Your objective: The expected output is each entry, given again exactly.
+--
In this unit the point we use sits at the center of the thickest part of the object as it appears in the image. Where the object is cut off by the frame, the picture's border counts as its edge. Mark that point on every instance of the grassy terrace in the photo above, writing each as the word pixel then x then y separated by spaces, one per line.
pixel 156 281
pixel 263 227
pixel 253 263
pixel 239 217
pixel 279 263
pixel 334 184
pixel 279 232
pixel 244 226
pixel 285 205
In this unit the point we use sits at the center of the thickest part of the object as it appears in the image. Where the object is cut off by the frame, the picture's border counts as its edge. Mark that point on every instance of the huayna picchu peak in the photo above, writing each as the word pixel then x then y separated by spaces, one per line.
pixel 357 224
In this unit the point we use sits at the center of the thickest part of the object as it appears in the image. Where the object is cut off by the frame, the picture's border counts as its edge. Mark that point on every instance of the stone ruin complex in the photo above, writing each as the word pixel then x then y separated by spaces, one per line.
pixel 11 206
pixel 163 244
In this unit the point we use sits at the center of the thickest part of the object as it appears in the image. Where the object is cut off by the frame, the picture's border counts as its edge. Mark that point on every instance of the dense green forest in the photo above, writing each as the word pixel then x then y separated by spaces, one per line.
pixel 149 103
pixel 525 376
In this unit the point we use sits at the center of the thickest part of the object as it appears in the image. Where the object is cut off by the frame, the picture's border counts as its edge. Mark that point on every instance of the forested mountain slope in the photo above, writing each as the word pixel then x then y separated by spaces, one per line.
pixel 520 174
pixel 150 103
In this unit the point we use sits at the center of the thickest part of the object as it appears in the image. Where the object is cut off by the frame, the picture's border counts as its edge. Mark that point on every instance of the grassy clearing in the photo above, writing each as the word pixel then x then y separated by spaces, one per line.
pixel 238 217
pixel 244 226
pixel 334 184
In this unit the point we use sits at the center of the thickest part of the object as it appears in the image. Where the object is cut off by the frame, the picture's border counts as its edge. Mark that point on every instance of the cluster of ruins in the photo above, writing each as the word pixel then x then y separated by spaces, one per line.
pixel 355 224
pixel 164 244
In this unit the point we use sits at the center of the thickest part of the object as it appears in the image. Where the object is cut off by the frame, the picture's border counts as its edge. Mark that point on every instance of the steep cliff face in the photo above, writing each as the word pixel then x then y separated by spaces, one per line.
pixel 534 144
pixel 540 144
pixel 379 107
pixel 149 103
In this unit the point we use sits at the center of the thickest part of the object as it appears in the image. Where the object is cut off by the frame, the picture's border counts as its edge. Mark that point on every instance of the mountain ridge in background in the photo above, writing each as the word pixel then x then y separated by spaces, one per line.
+--
Task response:
In this unit the point we use sits at the center of the thickest part of the object as it appears in the image. Where the object is cut off by the frame, the picture's border counts as its edge. Mark that point on every instance of the grassy terrace in the photo above, writing each as the word pixel then x then y separated by spaces, one per line.
pixel 156 281
pixel 263 227
pixel 253 263
pixel 239 217
pixel 279 263
pixel 334 184
pixel 279 232
pixel 244 226
pixel 285 205
In this unit the point we use sits at the center of the thickest part of the object as it appears in the image. Where the object is cut off by the frame, the picture's border counts as its edge. Mark that point on every instance of the huayna picchu peak in the photo above, writing each as the word pixel then x then y separated by spaces, one per line.
pixel 357 224
In this unit the point we use sits at the center of the thickest part of the object as it appears in the image. Where the object is cut off by the frame, the picture's border counts as its edge. Mark that point on every instance of the stone ruin complex in the photo above, writing each as the word pixel then x then y separated by spaces, one per line.
pixel 11 206
pixel 163 244
In this unit the point we use sits at the center of the thickest part of the object as it appears in the image. Where the object is cut off by the frame, the picture's border counts as its edge. Mark that point on every instance of the dense green forest in the photo above, writing each as the word pixel then x then y separated by spaces, one per line.
pixel 149 103
pixel 525 376
In this unit the point we use sits at the center of the thickest part of the object as it appears in the image. Where the object is cut off by the frame, the picture's border counts as its edge. Mark that point on every instance of the forested mountain slope in the photo above, writing each as the word pixel then x then y separated by spaces, one per line.
pixel 520 174
pixel 150 103
In this unit the point we use sits at the center of the thickest part of the object as it appears in the image. Where the object is cut off by the frame, the picture's border counts as its edge. Mark that point on every instance of the grassy clearing in the photo above, writing each as the word pixel then x then y separated by spaces, one per line.
pixel 238 217
pixel 244 226
pixel 334 184
In this unit the point we use sits at the center of the thickest part of the object as it appears in the image. Where the object is cut off by the frame, the picture's border counts as its edge. Mark that point on every instance of the cluster of ruins in the photo above, writing each as the word pixel then x then y separated by spaces, one per line.
pixel 355 224
pixel 164 244
In this unit the point we use sits at the center of the thickest part of the object as it appears in the image. Where the object is cut off by the frame, the picture's border counts as its edge. Mark that point on every instance of the steep cliff face in the photo above, writing each as the word pixel then x then y separated by spaces, one per line.
pixel 534 144
pixel 540 144
pixel 379 107
pixel 149 103
In this unit the point we use sits at the center of the thickest part of the object as it appears in the image. Where the object is cut off by the frame, the picture's border counts as its edge. Mark that point on every instance of the mountain ridge in background in the photo above, writing each as the word pixel then x then y separated by spaces, one per line.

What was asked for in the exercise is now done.